**EXTRACTED TEXT**
☆ ☆ ☆ ☆ ☆
# P & O's new Super-Ferries



## Carl_n_Flo (May 10, 2005)

The keel and first 'module' of P&O's replacement super-ferries for the Pride of Dover and Pride of Calais was laid recently.

It is said they will be the largest ferries built to date for the short-sea crossing, and will replace the 1987 built Pride twins.

The photo below shows the comparison between the existing Prides and the new ferries.......

Any bigger and they might as well build a bridge!!!!

regards
Carl


----------



## jonegood (Nov 5, 2007)

all they need to do now is to get them to run on time and stop treating the customers like mushrooms then.


----------



## Grizzly (May 9, 2005)

Wonder what they'll sound like when they rumble past the Calais aire ?

P&O presumably put their charges up last year to cover the costs of laying the keel of these thing. Looks like we might stick to SeaFrance if P&O continue to charge so much more than the competition.


G


----------



## Patrick_Phillips (Aug 17, 2006)

Bet this disproves the theories about economies of scale - at least as far as passengers are concerned :lol: 
Patrick


----------



## Rapide561 (Oct 1, 2005)

*P&O*

P&O are still as low as £31.25 one way for a 9.00 metre motorhome - far less than any competitor and also at sensbile o clock rather than silly o clock

Russell


----------



## Grizzly (May 9, 2005)

*Re: P&O*



Rapide561 said:


> P&O are still as low as £31.25 one way for a 9.00 metre motorhome - far less than any competitor and also at sensbile o clock rather than silly o clock
> 
> Russell


We're not particulary bothered who we go with Russell but the last few times we've found P&O always the most expensive- by some way. We always try to book a 10am crossing each way as it gives us time both ends and we hate to be late.

G


----------



## Carl_n_Flo (May 10, 2005)

Update for those who are interested:

The first of the newbuilds are on schedule for completion November 2010 and the keel has been laid this month for the second.

No names for the new ships have been announced but speculation surrounds Pride of England and Pride of France.

Either way, they WILL replace the Prides of Dover and Calais - P&O is not keeping them.

Anyhow - here is the latest photo of the first vessel:
(with acknowledgements to the Dover Ferry Photos Forum)
☆ ☆ ☆ ☆ ☆
**SUPPLIED INFORMATION**
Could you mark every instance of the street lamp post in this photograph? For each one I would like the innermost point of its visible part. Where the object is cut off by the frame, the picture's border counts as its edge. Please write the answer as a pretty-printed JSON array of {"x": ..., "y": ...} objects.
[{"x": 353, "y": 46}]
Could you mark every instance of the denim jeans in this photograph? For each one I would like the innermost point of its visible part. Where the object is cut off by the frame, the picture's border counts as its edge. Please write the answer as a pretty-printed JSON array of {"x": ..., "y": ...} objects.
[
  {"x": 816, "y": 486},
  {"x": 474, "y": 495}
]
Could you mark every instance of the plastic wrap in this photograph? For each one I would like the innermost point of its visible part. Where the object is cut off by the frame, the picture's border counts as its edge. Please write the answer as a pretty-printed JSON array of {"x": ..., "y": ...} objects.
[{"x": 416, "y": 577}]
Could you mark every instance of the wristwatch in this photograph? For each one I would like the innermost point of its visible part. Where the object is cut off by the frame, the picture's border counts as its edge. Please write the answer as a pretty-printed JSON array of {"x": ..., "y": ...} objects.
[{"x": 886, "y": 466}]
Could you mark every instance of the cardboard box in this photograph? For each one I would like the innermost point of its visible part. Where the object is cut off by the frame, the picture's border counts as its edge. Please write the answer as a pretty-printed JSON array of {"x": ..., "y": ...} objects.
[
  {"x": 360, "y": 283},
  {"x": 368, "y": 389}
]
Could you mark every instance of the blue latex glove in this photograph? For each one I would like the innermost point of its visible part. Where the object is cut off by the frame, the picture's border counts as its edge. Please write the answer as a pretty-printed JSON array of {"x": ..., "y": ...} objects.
☆ ☆ ☆ ☆ ☆
**WORK TO COMPLETE**
Write out the part of the ferry thread that begins at the words "Update for those" and stops after "Pride of France.".

**SOLUTION**
Update for those who are interested:

The first of the newbuilds are on schedule for completion November 2010 and the keel has been laid this month for the second.

No names for the new ships have been announced but speculation surrounds Pride of England and Pride of France.